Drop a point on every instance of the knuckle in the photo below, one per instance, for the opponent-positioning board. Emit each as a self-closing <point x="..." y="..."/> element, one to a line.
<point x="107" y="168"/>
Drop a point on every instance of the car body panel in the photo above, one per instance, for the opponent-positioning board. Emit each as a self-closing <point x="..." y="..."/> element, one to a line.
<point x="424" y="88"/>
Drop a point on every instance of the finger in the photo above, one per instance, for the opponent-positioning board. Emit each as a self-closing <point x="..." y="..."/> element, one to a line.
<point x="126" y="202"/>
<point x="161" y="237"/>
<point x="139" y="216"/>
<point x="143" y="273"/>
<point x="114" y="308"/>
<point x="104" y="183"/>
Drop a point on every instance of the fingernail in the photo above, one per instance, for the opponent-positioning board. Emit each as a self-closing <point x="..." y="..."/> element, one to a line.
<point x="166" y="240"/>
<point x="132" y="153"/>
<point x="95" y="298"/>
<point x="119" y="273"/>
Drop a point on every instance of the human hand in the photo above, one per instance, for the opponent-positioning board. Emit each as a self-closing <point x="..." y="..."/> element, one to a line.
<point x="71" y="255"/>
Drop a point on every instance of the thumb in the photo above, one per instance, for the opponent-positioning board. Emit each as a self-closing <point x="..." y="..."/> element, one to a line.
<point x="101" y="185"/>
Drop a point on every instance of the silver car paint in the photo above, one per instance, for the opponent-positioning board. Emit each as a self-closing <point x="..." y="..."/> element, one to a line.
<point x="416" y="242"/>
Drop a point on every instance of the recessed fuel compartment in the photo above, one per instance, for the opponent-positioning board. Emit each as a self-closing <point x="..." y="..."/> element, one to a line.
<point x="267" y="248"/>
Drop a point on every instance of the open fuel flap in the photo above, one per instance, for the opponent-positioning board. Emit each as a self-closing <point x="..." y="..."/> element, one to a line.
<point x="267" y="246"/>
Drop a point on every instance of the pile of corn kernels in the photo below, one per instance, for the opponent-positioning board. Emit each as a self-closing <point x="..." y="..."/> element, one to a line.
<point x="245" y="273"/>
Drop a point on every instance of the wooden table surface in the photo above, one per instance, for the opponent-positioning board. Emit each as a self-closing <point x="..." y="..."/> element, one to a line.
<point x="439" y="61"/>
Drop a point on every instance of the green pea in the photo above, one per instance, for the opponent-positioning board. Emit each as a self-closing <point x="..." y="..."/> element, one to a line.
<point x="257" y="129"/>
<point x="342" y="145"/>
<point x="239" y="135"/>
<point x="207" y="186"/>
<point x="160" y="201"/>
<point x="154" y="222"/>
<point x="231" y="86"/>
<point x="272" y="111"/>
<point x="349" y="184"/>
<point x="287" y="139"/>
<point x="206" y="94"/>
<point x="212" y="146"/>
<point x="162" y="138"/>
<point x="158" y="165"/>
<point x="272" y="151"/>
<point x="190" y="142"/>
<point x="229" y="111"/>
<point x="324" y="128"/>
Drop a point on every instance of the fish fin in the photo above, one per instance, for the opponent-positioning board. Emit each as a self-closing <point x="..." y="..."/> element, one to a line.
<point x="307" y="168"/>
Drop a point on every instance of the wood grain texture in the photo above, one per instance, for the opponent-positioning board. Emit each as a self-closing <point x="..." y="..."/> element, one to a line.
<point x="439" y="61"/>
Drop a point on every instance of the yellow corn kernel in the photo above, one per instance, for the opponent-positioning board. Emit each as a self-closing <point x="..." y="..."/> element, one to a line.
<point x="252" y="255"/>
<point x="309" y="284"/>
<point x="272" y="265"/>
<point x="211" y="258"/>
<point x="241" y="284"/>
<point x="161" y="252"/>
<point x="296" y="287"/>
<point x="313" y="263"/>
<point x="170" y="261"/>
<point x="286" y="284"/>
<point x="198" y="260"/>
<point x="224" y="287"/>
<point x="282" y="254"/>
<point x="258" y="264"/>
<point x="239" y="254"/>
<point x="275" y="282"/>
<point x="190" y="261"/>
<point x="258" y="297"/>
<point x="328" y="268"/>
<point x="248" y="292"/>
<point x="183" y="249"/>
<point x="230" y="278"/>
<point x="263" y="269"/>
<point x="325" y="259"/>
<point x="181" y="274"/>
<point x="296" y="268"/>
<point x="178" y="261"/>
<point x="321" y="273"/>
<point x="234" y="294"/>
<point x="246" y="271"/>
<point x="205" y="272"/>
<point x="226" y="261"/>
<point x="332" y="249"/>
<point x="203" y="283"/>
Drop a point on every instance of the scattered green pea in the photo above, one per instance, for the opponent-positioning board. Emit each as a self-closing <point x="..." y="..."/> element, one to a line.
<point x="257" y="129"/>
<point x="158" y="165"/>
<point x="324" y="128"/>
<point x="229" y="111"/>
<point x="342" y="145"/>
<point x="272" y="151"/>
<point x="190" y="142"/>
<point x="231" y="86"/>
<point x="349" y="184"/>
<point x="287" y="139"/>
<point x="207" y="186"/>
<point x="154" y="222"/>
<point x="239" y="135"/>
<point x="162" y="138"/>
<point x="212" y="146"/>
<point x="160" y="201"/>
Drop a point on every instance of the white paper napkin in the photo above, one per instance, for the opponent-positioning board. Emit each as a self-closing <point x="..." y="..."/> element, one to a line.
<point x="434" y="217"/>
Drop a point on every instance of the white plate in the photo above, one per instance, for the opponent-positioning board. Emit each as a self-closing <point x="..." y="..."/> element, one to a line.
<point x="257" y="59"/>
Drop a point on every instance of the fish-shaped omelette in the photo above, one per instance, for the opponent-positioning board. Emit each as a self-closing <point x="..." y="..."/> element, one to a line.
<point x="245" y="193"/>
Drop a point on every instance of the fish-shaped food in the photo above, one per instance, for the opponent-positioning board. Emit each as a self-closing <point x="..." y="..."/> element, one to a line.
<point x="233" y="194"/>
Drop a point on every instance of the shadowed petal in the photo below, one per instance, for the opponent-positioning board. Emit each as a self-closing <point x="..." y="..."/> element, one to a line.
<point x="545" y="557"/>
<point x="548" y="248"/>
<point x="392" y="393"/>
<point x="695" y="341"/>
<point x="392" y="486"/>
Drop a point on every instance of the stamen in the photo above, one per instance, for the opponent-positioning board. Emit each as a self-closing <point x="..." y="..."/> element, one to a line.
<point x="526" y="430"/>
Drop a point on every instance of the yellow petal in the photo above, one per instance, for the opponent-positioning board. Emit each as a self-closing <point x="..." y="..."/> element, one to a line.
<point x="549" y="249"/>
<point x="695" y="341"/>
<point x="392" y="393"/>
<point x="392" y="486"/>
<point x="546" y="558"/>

Required task: Type out the entries again, word for word.

Task response:
Drop a point on every instance of the knuckle in the photo below, one per instance, for the opponent-positioning board. Emit each as a self-closing <point x="..." y="..."/> element, one to a line.
<point x="107" y="168"/>
Drop a point on every instance of the car body panel in the photo above, one per instance, for the opponent-positioning board. Emit each as a self-closing <point x="..." y="..."/> element, one to a line.
<point x="424" y="88"/>
Drop a point on every instance of the finger in the photo above, one per instance, for the opponent-positioning board. Emit each as a self-closing <point x="..." y="..."/> element, one to a line.
<point x="126" y="202"/>
<point x="161" y="237"/>
<point x="139" y="216"/>
<point x="143" y="273"/>
<point x="114" y="308"/>
<point x="104" y="183"/>
Drop a point on every instance of the fingernail in the photo above, one per instance, for the opponent-positioning board. Emit each as a self-closing <point x="..." y="..."/> element, one to a line.
<point x="166" y="240"/>
<point x="132" y="153"/>
<point x="95" y="298"/>
<point x="119" y="273"/>
Drop a point on every instance of the human hand in the photo above, one per instance, for the opponent-positioning board. Emit each as a self-closing <point x="..." y="..."/> element, one to a line.
<point x="71" y="255"/>
Drop a point on every instance of the thumb in the photo above, one per instance, for the opponent-positioning board. Emit each as a self-closing <point x="..." y="..."/> element, one to a line.
<point x="101" y="185"/>
Drop a point on every instance of the silver car paint in the photo above, one per instance, for the opponent-positioning board. Emit each as a self-closing <point x="..." y="..."/> element, one to a line.
<point x="416" y="242"/>
Drop a point on every instance of the recessed fuel compartment in the photo above, one per instance, for the opponent-positioning board. Emit each as a self-closing <point x="..." y="..."/> element, one to a line.
<point x="267" y="248"/>
Drop a point on every instance of the open fuel flap in the photo above, one per instance, for the opponent-positioning board. Emit each as a self-closing <point x="..." y="..."/> element, one to a line.
<point x="267" y="246"/>
Drop a point on every instance of the pile of corn kernels in the photo below, one per instance, for the opponent-positioning board. Emit each as a self-closing <point x="..." y="..."/> element, one to a line.
<point x="245" y="273"/>
Drop a point on every instance of the wooden table surface in the photo above, one per instance, for the opponent-positioning board. Emit each as a self-closing <point x="..." y="..."/> element, one to a line.
<point x="439" y="61"/>
Drop a point on every instance of the green pea in the photo above, one per instance, for the opponent-positioning board. Emit each as a self-closing <point x="..." y="..."/> element, one to a line.
<point x="257" y="129"/>
<point x="342" y="145"/>
<point x="239" y="135"/>
<point x="207" y="186"/>
<point x="160" y="201"/>
<point x="154" y="222"/>
<point x="231" y="86"/>
<point x="272" y="111"/>
<point x="349" y="184"/>
<point x="287" y="139"/>
<point x="206" y="94"/>
<point x="212" y="146"/>
<point x="162" y="138"/>
<point x="158" y="165"/>
<point x="272" y="151"/>
<point x="190" y="142"/>
<point x="229" y="111"/>
<point x="324" y="128"/>
Drop a point on every instance of the fish fin in the photo above, one per instance, for the opponent-positioning board. Emit each as a self-closing <point x="..." y="..."/> element, one to a line.
<point x="307" y="168"/>
Drop a point on every instance of the wood grain texture in the photo above, one per instance, for the opponent-positioning board. Emit each as a self-closing <point x="..." y="..."/> element, one to a line.
<point x="439" y="61"/>
Drop a point on every instance of the yellow corn kernel in the photo above, one per instance, for the opponent-positioning board. Emit each as a self-closing <point x="..." y="..."/> element, one to a line.
<point x="252" y="255"/>
<point x="309" y="284"/>
<point x="272" y="265"/>
<point x="211" y="258"/>
<point x="241" y="284"/>
<point x="161" y="252"/>
<point x="296" y="287"/>
<point x="313" y="263"/>
<point x="170" y="261"/>
<point x="286" y="284"/>
<point x="198" y="260"/>
<point x="224" y="287"/>
<point x="282" y="254"/>
<point x="258" y="264"/>
<point x="239" y="254"/>
<point x="275" y="282"/>
<point x="190" y="261"/>
<point x="258" y="297"/>
<point x="328" y="268"/>
<point x="248" y="292"/>
<point x="183" y="249"/>
<point x="230" y="278"/>
<point x="263" y="269"/>
<point x="325" y="259"/>
<point x="181" y="274"/>
<point x="296" y="268"/>
<point x="178" y="261"/>
<point x="321" y="273"/>
<point x="234" y="294"/>
<point x="246" y="271"/>
<point x="205" y="272"/>
<point x="226" y="261"/>
<point x="332" y="249"/>
<point x="203" y="283"/>
Drop a point on every instance of the scattered green pea in the photo above, one per instance, for the opponent-positioning board. Emit each as a self-closing <point x="..." y="..."/> element, one to a line.
<point x="257" y="129"/>
<point x="158" y="165"/>
<point x="324" y="128"/>
<point x="229" y="111"/>
<point x="342" y="145"/>
<point x="272" y="151"/>
<point x="190" y="142"/>
<point x="231" y="86"/>
<point x="349" y="184"/>
<point x="287" y="139"/>
<point x="207" y="186"/>
<point x="154" y="222"/>
<point x="239" y="135"/>
<point x="162" y="138"/>
<point x="212" y="146"/>
<point x="160" y="201"/>
Drop a point on every instance of the white paper napkin in the photo above, one per instance, for the opponent-positioning board. Emit each as a self-closing <point x="..." y="..."/> element, one to a line.
<point x="434" y="217"/>
Drop a point on every instance of the white plate in the photo above, one per instance, for the opponent-positioning board. Emit each as a self-closing <point x="..." y="..."/> element, one to a line.
<point x="257" y="59"/>
Drop a point on every instance of the fish-shaped omelette in the photo above, one per instance, for the opponent-positioning board. Emit each as a self-closing <point x="..." y="..."/> element, one to a line.
<point x="245" y="193"/>
Drop a point on every instance of the fish-shaped food in the photo above, one per instance, for the opponent-positioning board. Emit each as a self-closing <point x="..." y="..."/> element, one to a line.
<point x="233" y="194"/>
Drop a point on every instance of the shadowed petal in the photo below, one per instance, for the opponent-positioning board. Emit each as a self-closing <point x="..." y="..."/> element, one to a line.
<point x="545" y="557"/>
<point x="548" y="248"/>
<point x="392" y="393"/>
<point x="695" y="341"/>
<point x="392" y="486"/>
Drop a point on every instance of the stamen in the photo above, one per instance, for the opponent-positioning board. Emit each as a self-closing <point x="..." y="..."/> element, one to a line.
<point x="526" y="430"/>
Drop a point on every instance of the yellow petal in the photo above, one per instance, for the opponent-positioning board. Emit each as a self-closing <point x="..." y="..."/> element, one to a line.
<point x="549" y="249"/>
<point x="695" y="341"/>
<point x="392" y="393"/>
<point x="392" y="486"/>
<point x="546" y="558"/>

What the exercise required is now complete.